**WRITTEN TASK A**: According to the passage on peri-urban livelihoods, how many projects co-designed and implemented by residents does the article evaluate?

It is worth noting that ‘livelihood’ refers to the means or activities necessary to secure the essentials of daily life (Hoon, 2022). Livelihood encompasses various categories of assets, including natural assets (e.g., land and water), physical assets (e.g., markets, electricity and vehicles), financial assets (e.g., income and savings), social assets (e.g., networks and relationships) and human assets (e.g., skills, labour ability and physical capability) (Baffoe et al., 2024). Land is a critical livelihood resource, especially in peri-urban areas, as it supports fundamental human rights such as housing and self-determination (Tura, 2018). The loss of land often results in the loss of agriculture, a primary source of income in peri-urban areas, as well as housing and related essential amenities, leading to a decline in living standards.
This article examines the status of residents’ livelihoods in peri-urban Kigali using select indicators such as housing, employment, income and access to basic amenities like water, sanitation and energy, which are core assets for urban life. It also analyses household mobility and perception of future urban growth challenges that determine its stability. Further, focusing on the financial aspect, the article evaluates the outcomes of 30 projects co-designed and implemented by residents, offering valuable insights into strategies for sustaining urban livelihoods.

**SUPPLIED RECORDS**:
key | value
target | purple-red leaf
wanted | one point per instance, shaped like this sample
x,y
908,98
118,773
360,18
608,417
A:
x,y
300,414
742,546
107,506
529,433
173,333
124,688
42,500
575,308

**WRITTEN TASK B**: Please render every line of the rows above as a JSON list of strings, one string per line, leaving out blank lines.

**WORKED SOLUTION A**: 30 projects.

**WORKED SOLUTION B**:
[
  "key | value",
  "target | purple-red leaf",
  "wanted | one point per instance, shaped like this sample",
  "x,y",
  "908,98",
  "118,773",
  "360,18",
  "608,417",
  "A:",
  "x,y",
  "300,414",
  "742,546",
  "107,506",
  "529,433",
  "173,333",
  "124,688",
  "42,500",
  "575,308"
]